[BEGIN DOCUMENT SEGMENT]

# Why shouldn't I be able to transfer my subscription to my other vehicles?



## Hardin Thicke (Jun 18, 2008)

OK....I have 3 vehicles, each with a Sirius receiver. One is my beater; 100 miles a day to work and back, 3 years old and it has 90,000 miles on it already! The other 2 are my weekend fun and trip rides; I'm rarely in them. It's just plain not worth having a subscription in the 2 that I rarely drive, even when they try to bribe me into keeping the subscriptions with the low-ball offers. Perhaps this a rhetorical question, but why shouldn't I be able to transfer my subscription around to my cars?

I have software that I can move around from PC to PC with no limits using a dongle key; one license with the flexibility to operate from any PC the software is loaded on. Surely Sirius/XM technology can easily accommodate sending the activation code to the receiver I choose. Perhaps give the subscriber the opportunity to enter 3 receivers in his profile where he could go online, and select the car he wanted to activate. 

Am I preaching to the choir here?


----------



## rudeney (May 28, 2007)

This was the whole purpose of the "dock and play" receivers. You put a dock in each car (or even your home or office), then just move the single pocket-sized receiver among them. Of course if your Sirius receiver is built-in to the car, that's different. 

I do agree with you that it would be nice if Sirius had sort of a "SIM card" for their receivers where you could take your subscription with you, but that wasn't how they designed their technology.


----------

[END DOCUMENT SEGMENT]

:: TASK LIST ::
1) Duplicate the part of the subscription-transfer thread that begins at the words "I have software" and stop after the words "car, that's different.".
2) In the subscription-transfer thread, how many miles a day does Hardin Thicke drive his beater?
The data that comes next has no connection to the forum thread above.

[BEGIN ENTRIES PROVIDED]

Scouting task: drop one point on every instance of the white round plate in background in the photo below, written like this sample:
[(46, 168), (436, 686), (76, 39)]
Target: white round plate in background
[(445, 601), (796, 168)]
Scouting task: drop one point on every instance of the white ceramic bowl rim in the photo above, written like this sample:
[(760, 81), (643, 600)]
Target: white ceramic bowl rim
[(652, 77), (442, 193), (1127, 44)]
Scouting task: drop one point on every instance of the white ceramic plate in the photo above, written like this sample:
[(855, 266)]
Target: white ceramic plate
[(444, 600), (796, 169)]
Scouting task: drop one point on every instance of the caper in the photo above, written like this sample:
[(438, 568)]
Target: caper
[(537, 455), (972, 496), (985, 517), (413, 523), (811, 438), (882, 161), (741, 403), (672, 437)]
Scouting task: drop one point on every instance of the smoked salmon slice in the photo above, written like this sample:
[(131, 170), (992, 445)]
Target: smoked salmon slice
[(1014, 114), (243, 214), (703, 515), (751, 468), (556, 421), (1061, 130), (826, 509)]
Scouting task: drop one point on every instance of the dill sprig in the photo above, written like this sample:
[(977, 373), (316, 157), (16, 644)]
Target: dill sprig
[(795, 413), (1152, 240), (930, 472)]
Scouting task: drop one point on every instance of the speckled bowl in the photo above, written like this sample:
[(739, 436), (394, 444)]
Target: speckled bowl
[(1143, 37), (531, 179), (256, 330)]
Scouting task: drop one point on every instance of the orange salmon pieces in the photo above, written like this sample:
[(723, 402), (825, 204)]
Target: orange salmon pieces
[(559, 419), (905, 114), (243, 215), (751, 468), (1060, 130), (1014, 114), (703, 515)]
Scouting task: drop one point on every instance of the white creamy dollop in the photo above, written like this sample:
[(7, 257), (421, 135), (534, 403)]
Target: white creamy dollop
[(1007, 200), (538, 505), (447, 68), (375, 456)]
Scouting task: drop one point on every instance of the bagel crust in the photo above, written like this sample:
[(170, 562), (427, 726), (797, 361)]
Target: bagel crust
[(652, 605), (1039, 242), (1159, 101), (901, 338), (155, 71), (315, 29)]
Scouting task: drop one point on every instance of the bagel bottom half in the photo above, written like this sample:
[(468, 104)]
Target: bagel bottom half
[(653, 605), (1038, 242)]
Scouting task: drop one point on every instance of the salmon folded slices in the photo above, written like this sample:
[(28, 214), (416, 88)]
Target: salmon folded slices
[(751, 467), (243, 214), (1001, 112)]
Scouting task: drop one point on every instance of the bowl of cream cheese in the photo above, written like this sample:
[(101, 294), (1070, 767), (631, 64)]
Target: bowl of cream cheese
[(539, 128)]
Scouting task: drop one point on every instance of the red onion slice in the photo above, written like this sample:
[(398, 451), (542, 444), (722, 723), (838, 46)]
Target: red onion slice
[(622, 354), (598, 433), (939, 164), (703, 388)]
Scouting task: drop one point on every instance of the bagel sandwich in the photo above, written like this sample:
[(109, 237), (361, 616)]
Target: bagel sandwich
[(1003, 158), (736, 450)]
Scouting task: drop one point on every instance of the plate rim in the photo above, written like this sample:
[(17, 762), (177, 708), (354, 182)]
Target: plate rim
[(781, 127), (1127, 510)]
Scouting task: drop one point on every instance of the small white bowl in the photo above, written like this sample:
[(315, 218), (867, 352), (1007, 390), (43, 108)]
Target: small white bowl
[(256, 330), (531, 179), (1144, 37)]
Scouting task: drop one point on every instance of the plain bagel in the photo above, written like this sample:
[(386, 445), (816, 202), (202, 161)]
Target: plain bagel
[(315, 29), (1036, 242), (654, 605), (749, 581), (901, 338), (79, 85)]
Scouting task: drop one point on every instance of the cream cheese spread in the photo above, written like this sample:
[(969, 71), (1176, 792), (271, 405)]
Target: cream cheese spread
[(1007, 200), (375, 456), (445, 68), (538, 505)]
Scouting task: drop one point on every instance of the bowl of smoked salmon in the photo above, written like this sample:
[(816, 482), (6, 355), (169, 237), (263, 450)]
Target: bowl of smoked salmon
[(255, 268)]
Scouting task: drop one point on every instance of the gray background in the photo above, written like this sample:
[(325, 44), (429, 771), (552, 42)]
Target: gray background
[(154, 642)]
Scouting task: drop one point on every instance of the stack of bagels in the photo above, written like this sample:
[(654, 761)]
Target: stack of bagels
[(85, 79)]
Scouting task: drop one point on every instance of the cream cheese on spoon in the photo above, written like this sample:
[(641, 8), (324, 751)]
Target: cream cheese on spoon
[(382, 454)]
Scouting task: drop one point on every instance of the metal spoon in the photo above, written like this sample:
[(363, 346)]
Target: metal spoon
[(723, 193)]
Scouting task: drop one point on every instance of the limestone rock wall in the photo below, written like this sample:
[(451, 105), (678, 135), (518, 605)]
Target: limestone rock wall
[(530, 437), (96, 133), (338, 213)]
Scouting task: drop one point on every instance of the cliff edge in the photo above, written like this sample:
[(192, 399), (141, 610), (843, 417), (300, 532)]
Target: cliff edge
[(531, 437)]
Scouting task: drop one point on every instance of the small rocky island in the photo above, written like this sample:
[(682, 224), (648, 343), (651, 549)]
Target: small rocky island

[END ENTRIES PROVIDED]

:: TASK-BY-TASK RESULTS ::
1)
I have software that I can move around from PC to PC with no limits using a dongle key; one license with the flexibility to operate from any PC the software is loaded on. Surely Sirius/XM technology can easily accommodate sending the activation code to the receiver I choose. Perhaps give the subscriber the opportunity to enter 3 receivers in his profile where he could go online, and select the car he wanted to activate. 

Am I preaching to the choir here?


----------



## rudeney (May 28, 2007)

This was the whole purpose of the "dock and play" receivers. You put a dock in each car (or even your home or office), then just move the single pocket-sized receiver among them. Of course if your Sirius receiver is built-in to the car, that's different.

2) 100 miles a day, to work and back.